Required tasks:
[a] In the thread about the PLINK out-of-memory error, why did the poster add the --memory flag to the merge command? Answer in one to three sentences.
[b] Resume the thread about the PLINK out-of-memory error from the point where it stops.

#### Page

Error: Out of memory

2,709 views
Skip to first unread message

Nooshin Abbasi

unread,
Jul 3, 2019, 2:18:07 PM7/3/19
to plink2-users
Hello,

I am trying to merge data for all the chromosomes by the following command:

plink --merge-list all_files.txt --make-bed --out merged

as the the "out of memory" error popped up, I added the memory flag and assigned higher memory for the workspace, however, I am still receiving the same error.


PLINK v1.90b4.6 64-bit (15 Aug 2017)
Options in effect:
  --make-bed
  --memory 200000
  --merge-list all_files.txt
  --out merged

Hostname: xxxx
Working directory: xxxx
Start time: Wed Jul  3 11:05:47 2019

Random number seed: 1562177147
257842 MB RAM detected; reserving 200000 MB for main workspace.
Allocated 6334 MB successfully, after larger attempt(s) failed.

Error: Out of memory.  The --memory flag may be helpful.
Failed allocation size: 18276860288

End time: Wed Jul  3 11:07:37 2019


Could you please let me know why do I receive this error and how can I solve this issue?

Thank you.
Nooshin

Nooshin Abbasi

unread,
Jul 3, 2019, 3:57:00 PM7/3/19
to plink2-users
As an alternative way, can I merge the vcf files first and then convert them to the binary files with the following command-lines? (Although, I guess this approach may require as big memory as merging the binary files already does)

########
#### Extracted material

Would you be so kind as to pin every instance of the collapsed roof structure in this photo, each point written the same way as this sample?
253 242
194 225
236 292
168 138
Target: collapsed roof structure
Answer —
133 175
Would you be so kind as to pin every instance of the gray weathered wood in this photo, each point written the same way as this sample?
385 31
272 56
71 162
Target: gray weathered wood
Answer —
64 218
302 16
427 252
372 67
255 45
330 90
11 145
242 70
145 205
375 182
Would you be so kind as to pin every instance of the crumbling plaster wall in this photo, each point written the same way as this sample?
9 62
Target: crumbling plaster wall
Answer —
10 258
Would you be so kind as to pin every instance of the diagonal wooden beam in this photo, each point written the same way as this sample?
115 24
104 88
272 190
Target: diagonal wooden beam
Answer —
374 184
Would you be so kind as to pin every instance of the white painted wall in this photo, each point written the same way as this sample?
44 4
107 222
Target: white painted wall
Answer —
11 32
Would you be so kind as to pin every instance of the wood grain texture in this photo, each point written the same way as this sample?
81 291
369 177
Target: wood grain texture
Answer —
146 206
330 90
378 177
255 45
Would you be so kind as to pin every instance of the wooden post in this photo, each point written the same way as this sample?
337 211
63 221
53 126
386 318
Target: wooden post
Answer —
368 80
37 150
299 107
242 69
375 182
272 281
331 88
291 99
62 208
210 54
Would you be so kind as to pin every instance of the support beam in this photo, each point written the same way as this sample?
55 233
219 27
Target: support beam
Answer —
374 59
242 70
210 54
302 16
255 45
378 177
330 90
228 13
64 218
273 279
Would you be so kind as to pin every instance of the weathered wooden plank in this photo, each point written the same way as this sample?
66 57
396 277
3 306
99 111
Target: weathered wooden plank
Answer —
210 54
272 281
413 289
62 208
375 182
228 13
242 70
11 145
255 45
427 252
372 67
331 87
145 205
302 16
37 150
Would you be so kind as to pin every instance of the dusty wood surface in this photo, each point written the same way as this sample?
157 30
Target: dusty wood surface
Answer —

########

Answers to each task:
[a] The poster added the --memory flag because the "out of memory" error had appeared when running the merge command with --merge-list. The flag let them assign more memory to the workspace, but the same error still came back.

[b]
grep '^#' chr1.filtered.vcf > merge.vcf
grep -v '^#' chr1.filtered.vcf chr2.filtered.vcf ... chr22.filtered.vcf >> merge.vcf
plink --vcf merge.vcf --make-bed --allow-extra-chr --out merge

Or, on the other hand, merging binary files of chromosomes 2 by 2 iteratively to build up 22 chromosomes? (for example, 1 and 2 -> 12  ..... 3 and 4 -> 34  ..... 12 and 34 -> 1234)
Does either of these approaches help the memory issue?

Looking forward to hearing from you.
Thank you

Christopher Chang

unread,
Jul 3, 2019, 7:21:16 PM7/3/19
to plink2-users
The most likely reason for this error is the presence of a long variant ID. In particular, if your variant IDs look something like <chr>:<pos>_<ref>_<alt>, PLINK 1.9 will probably choke if you have any very long indels. This isn’t restricted to merging; you basically have to use PLINK 2.0 if you have any super-long variant IDs.

While your first VCF-concatenation command lines should work, you probably want to use “bcftools concat” for the merge instead.

Nooshin Abbasi

unread,
Jul 4, 2019, 1:19:23 PM7/4/19
to plink2-users
Thanks! I've upgraded however, plink2 does not support --merge-list option apparently. Could you please let me know what other options should I use?
I've seen an older post here that you suggested using https://bitbucket.org/gavinband/bgen/wiki/cat-bgen, however, I doubt if it works with my data as they are in .bim .bed .fam formats not .bgen, right?

Christopher Chang

unread,
Jul 4, 2019, 5:36:16 PM7/4/19
to plink2-users
For the merge, export to VCF and use the bcftools command I suggested.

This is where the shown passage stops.